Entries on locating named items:
☆ ☆ ☆
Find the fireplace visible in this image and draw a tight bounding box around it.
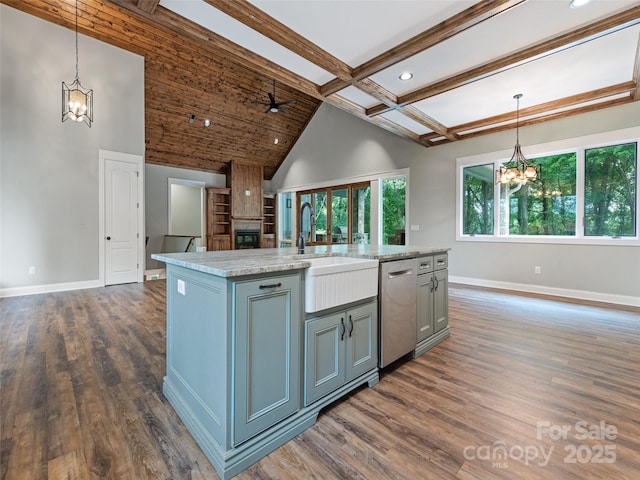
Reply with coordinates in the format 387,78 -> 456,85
234,230 -> 260,250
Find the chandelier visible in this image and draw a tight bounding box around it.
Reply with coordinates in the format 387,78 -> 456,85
496,93 -> 540,184
62,0 -> 93,128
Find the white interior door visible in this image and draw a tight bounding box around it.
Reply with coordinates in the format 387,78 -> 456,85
104,158 -> 141,285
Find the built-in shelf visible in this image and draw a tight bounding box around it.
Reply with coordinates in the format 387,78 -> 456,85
207,187 -> 231,250
261,193 -> 276,248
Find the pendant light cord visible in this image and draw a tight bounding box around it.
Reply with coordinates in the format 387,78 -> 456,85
76,0 -> 78,81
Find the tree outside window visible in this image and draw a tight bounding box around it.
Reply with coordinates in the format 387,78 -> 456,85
584,142 -> 638,237
382,177 -> 407,245
462,163 -> 494,235
460,142 -> 638,238
500,152 -> 576,235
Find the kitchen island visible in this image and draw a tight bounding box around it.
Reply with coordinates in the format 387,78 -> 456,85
152,245 -> 449,479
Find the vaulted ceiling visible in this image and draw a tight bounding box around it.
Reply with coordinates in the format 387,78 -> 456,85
1,0 -> 640,179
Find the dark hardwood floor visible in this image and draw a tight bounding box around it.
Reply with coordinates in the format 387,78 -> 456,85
0,281 -> 640,480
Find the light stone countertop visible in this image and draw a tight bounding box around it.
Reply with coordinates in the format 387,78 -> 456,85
151,244 -> 450,277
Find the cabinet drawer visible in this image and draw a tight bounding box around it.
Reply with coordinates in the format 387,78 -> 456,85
433,253 -> 448,270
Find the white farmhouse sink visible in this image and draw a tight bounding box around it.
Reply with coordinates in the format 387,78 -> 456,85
304,257 -> 378,313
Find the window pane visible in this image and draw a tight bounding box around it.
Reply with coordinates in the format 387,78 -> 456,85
500,153 -> 576,235
312,192 -> 327,243
462,163 -> 494,235
331,188 -> 349,243
584,143 -> 637,237
351,185 -> 371,244
382,177 -> 407,245
277,192 -> 293,246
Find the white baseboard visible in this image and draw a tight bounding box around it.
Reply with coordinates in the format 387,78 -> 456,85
0,280 -> 104,298
449,275 -> 640,307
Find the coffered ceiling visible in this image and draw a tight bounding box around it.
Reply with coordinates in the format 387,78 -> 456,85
2,0 -> 640,178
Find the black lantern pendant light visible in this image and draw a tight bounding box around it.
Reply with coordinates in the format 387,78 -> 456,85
496,93 -> 540,185
62,0 -> 93,127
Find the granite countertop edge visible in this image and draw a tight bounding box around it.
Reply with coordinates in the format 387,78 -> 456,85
151,244 -> 450,278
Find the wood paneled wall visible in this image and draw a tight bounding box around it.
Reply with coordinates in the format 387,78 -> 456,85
1,0 -> 320,179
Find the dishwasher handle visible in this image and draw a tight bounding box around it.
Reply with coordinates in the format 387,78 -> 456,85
388,268 -> 413,278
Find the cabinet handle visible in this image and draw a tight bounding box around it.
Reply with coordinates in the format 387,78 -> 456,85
389,268 -> 413,278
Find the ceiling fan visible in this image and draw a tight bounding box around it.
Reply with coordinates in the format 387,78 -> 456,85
254,80 -> 296,113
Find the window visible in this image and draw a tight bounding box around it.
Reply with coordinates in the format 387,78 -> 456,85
351,183 -> 371,243
382,176 -> 407,245
457,128 -> 639,243
584,143 -> 638,237
500,153 -> 576,235
298,182 -> 371,245
462,163 -> 494,235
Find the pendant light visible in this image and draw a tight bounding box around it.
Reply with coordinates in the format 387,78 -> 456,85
62,0 -> 93,128
496,93 -> 540,184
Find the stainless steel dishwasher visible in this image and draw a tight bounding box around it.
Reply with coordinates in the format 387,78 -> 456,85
378,258 -> 418,368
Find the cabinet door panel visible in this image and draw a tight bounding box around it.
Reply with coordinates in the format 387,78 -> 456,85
433,270 -> 449,333
417,273 -> 435,342
233,276 -> 300,445
345,302 -> 378,382
305,313 -> 347,405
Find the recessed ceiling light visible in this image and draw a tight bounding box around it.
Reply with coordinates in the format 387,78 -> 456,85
569,0 -> 591,8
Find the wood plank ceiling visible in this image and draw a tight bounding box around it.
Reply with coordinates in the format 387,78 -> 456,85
1,0 -> 640,179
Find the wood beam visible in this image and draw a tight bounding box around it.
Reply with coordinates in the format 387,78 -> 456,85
449,82 -> 636,135
136,0 -> 160,14
396,6 -> 640,108
631,31 -> 640,101
205,0 -> 352,81
320,0 -> 526,96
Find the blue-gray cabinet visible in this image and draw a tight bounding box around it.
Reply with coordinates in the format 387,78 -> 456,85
233,275 -> 301,446
413,254 -> 449,358
304,300 -> 378,405
163,265 -> 304,479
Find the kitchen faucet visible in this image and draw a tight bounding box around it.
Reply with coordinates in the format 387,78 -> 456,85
298,202 -> 316,253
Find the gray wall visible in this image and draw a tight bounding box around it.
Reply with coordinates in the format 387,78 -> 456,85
0,5 -> 144,294
272,102 -> 640,305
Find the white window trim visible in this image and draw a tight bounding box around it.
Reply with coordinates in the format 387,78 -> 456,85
277,168 -> 410,245
456,127 -> 640,246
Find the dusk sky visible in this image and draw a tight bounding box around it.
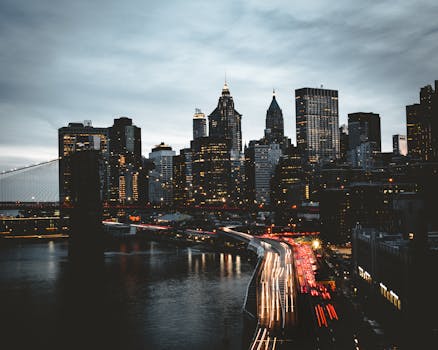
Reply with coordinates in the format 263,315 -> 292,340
0,0 -> 438,170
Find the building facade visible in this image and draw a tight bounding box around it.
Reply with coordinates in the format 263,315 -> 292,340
392,135 -> 408,156
265,90 -> 285,148
149,142 -> 175,206
295,88 -> 340,163
58,121 -> 109,208
173,148 -> 193,207
109,117 -> 146,203
191,137 -> 233,206
348,112 -> 382,170
406,80 -> 438,161
193,108 -> 207,140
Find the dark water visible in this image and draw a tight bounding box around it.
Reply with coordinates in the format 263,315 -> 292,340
0,242 -> 253,349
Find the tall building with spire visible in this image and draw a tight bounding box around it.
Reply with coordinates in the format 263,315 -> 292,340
193,108 -> 207,140
208,83 -> 242,156
265,90 -> 284,145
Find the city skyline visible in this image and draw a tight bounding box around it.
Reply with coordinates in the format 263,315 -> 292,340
0,1 -> 438,170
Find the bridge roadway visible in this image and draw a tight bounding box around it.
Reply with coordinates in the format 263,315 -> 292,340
220,227 -> 297,350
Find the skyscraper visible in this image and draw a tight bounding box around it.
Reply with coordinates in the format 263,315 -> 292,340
348,112 -> 382,152
406,80 -> 438,161
392,135 -> 408,156
208,83 -> 242,156
245,139 -> 282,205
109,117 -> 142,203
58,121 -> 109,207
265,90 -> 284,145
173,147 -> 192,206
193,108 -> 207,140
149,142 -> 175,205
295,88 -> 340,163
339,124 -> 349,162
208,83 -> 245,205
348,112 -> 382,169
191,136 -> 233,206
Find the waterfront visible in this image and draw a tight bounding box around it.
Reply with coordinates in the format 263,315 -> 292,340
0,241 -> 253,349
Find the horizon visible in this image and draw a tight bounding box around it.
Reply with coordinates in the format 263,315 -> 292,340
0,0 -> 438,171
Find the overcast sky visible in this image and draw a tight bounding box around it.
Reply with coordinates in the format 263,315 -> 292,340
0,0 -> 438,170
☆ ☆ ☆
* SET PROBLEM
Reproduce the material above, replacing each occurrence of "tight bounding box" with "close-fitting box" and leaving everything else unchanged. Omit the pictures from your answer.

* SOLUTION TO THE PROBLEM
Find the fireplace visible in this image and draw a close-fitting box around it.
Reply with coordinates in the format 387,78 -> 456,85
234,230 -> 260,250
Find the chandelier visible in this image and draw a close-fitting box around it.
Reply with coordinates in the format 387,78 -> 456,85
496,93 -> 540,184
62,0 -> 93,128
Find the white interior door visible in this image and draw a close-fitting box around it.
Reply with coordinates in the format 387,78 -> 456,85
104,158 -> 141,285
Find the built-in shelf visible in this image and draw a close-fitting box around it.
Reply with coordinates in the format 387,78 -> 456,85
207,187 -> 231,250
261,193 -> 276,248
Find the pendant light cord visible in this image and draw a close-fitting box around it.
Reply with coordinates in the format 387,78 -> 456,85
76,0 -> 78,81
Find the tree outside window visible in this image and draw a close-fitting box around it.
Reply with coordinates in the format 387,78 -> 456,85
584,142 -> 638,237
382,177 -> 407,245
462,163 -> 494,235
460,142 -> 638,238
500,152 -> 576,235
Find the kitchen island visible in this image and draw a close-fitting box around it.
Reply with coordinates in the format 387,78 -> 456,85
152,245 -> 449,479
Find the vaulted ceiling visible in this image and draw a close-fitting box around it.
Reply with coordinates in the format 387,78 -> 456,85
1,0 -> 640,179
Find the dark hardwood floor visible in this image and draw a close-fitting box around it.
Reply with coordinates in the format 387,78 -> 456,85
0,281 -> 640,480
Find the light stone countertop visible in this image and draw a close-fitting box around it.
Reply with coordinates in the format 387,78 -> 456,85
151,244 -> 450,277
Find the cabinet drawer visible in this image and draw a close-fitting box around it.
Reply with coordinates in the format 387,78 -> 456,85
433,253 -> 448,270
Find the white farmhouse sink visible in this image and draw a close-fitting box around it.
Reply with coordinates in the format 387,78 -> 456,85
304,257 -> 378,313
Find the window pane visible in this image and draw a close-fitting box around it.
Reply with coordinates in the format 387,78 -> 456,85
500,153 -> 576,235
312,192 -> 327,243
462,163 -> 494,235
331,188 -> 349,243
584,143 -> 637,237
351,185 -> 371,244
382,177 -> 407,245
277,192 -> 293,246
Find the white baseboard visible in this image and draw a close-fitting box around it.
Reply with coordinates in the format 387,78 -> 456,85
0,280 -> 104,298
449,275 -> 640,307
Find the coffered ceiling visible in this image and draw a close-fitting box around it.
Reply with coordinates in the format 387,78 -> 456,85
2,0 -> 640,178
Find the black lantern pendant light visible in this image and draw a close-fitting box around it.
Reply with coordinates in the format 387,78 -> 456,85
496,93 -> 540,185
62,0 -> 93,127
Find the granite countertop edge visible in this image and draw a close-fitting box around it.
Reply with coordinates in the format 387,78 -> 456,85
151,244 -> 450,278
Find the wood paneled wall visible in this image and draw a close-fitting box around it.
Reply with coordinates in the format 387,78 -> 456,85
1,0 -> 320,179
Find the dishwasher handle visible in this image and draw a close-fitting box around it.
Reply with coordinates in the format 387,78 -> 456,85
388,268 -> 413,278
Find the cabinet handle visible in this image and draw a close-fitting box around it.
Reply with coordinates in the format 387,78 -> 456,85
389,268 -> 413,278
Find the ceiling fan visible in this image and draw a close-fitting box around it.
Reply with coordinates in the format 387,78 -> 456,85
254,80 -> 296,113
Find the window visible in this image and draw a close-fitting box around it.
Reply with coordinates in the format 387,78 -> 456,85
351,183 -> 371,243
382,176 -> 407,245
457,128 -> 639,243
584,143 -> 638,237
500,153 -> 576,235
298,182 -> 371,245
462,163 -> 494,235
Find the pendant light visible in this image and draw a close-fitting box around it.
Reply with coordinates in the format 387,78 -> 456,85
62,0 -> 93,128
496,93 -> 540,184
Find the stainless steel dishwasher visible in this image and draw a close-fitting box around it.
Reply with coordinates in the format 387,78 -> 456,85
378,258 -> 418,368
Find the cabinet door panel visible in this image and draw a close-fitting box around it.
Reply with coordinates in the format 387,78 -> 456,85
433,270 -> 449,333
417,273 -> 435,342
233,276 -> 300,445
345,302 -> 378,382
305,313 -> 347,405
Find the recessed ceiling light visible in this image and draw a close-fitting box around it.
Reply with coordinates in the format 387,78 -> 456,85
569,0 -> 591,8
Find the wood plank ceiling visible in this image and draw a close-fitting box around it.
Reply with coordinates in the format 387,78 -> 456,85
1,0 -> 640,179
Find the wood beam visible in this image and draw a close-fitting box around it.
Reply with coordinates in the format 387,78 -> 456,85
449,82 -> 636,135
136,0 -> 160,14
396,6 -> 640,108
631,31 -> 640,101
205,0 -> 352,81
320,0 -> 526,96
Find the blue-gray cabinet visible in this image and draw a close-fitting box around it.
Reply with coordinates in the format 387,78 -> 456,85
233,275 -> 301,446
413,254 -> 449,358
304,300 -> 378,405
163,265 -> 304,479
Find the kitchen faucet visible in this image and draw a close-fitting box around it.
Reply with coordinates in the format 387,78 -> 456,85
298,202 -> 316,253
Find the gray wall visible in this image and draw a close-fitting box around it.
Reply with coordinates in the format 387,78 -> 456,85
0,5 -> 144,294
272,102 -> 640,305
Find the white window trim visible in this image and draw a close-fitting box around it.
Reply with coordinates in the format 387,78 -> 456,85
277,168 -> 410,245
456,127 -> 640,246
Find the dusk sky visible in this image and draw a close-fitting box around it.
Reply with coordinates in the format 263,315 -> 292,340
0,0 -> 438,170
Find the building facade visible in this image and draw a close-fitting box around it.
Reply with coordinates in the format 263,315 -> 292,340
392,135 -> 408,156
265,90 -> 285,148
149,142 -> 175,206
295,88 -> 340,163
58,121 -> 109,208
173,148 -> 193,207
109,117 -> 146,203
191,137 -> 233,206
348,112 -> 382,170
406,80 -> 438,161
193,108 -> 207,140
Find the dark water visible in this image and draw a close-fitting box around it.
Reply with coordinates in the format 263,315 -> 292,340
0,242 -> 253,349
Find the tall building with spire visible in this image and draw a close-fitting box around it.
Reply with coordinates in the format 263,315 -> 292,340
193,108 -> 207,140
208,83 -> 242,156
265,90 -> 284,145
Find the city skyline visible in this image and draw a close-fitting box around it.
Reply with coordinates in the format 263,315 -> 292,340
0,1 -> 438,170
Find the bridge roadway visible in this image and draw a close-fitting box around it.
Reply with coordinates in the format 263,315 -> 292,340
220,227 -> 297,350
Find the skyscraper visible in this image and draw a close-fitting box around it.
Reply with coordinates in the format 263,315 -> 292,340
348,112 -> 382,152
406,80 -> 438,161
392,135 -> 408,156
208,83 -> 242,156
245,139 -> 282,205
109,117 -> 142,203
58,121 -> 109,207
265,90 -> 284,145
173,147 -> 192,206
193,108 -> 207,140
149,142 -> 175,205
295,88 -> 340,163
339,124 -> 349,162
208,83 -> 245,205
348,112 -> 382,169
191,136 -> 233,206
Find the waterfront visible in this image and draw a close-fitting box around it.
Reply with coordinates in the format 263,315 -> 292,340
0,241 -> 253,349
Find the horizon visible in this image and draw a close-fitting box around it.
Reply with coordinates in the format 263,315 -> 292,340
0,0 -> 438,171
Find the overcast sky visible in this image and draw a close-fitting box around it.
Reply with coordinates in the format 263,315 -> 292,340
0,0 -> 438,170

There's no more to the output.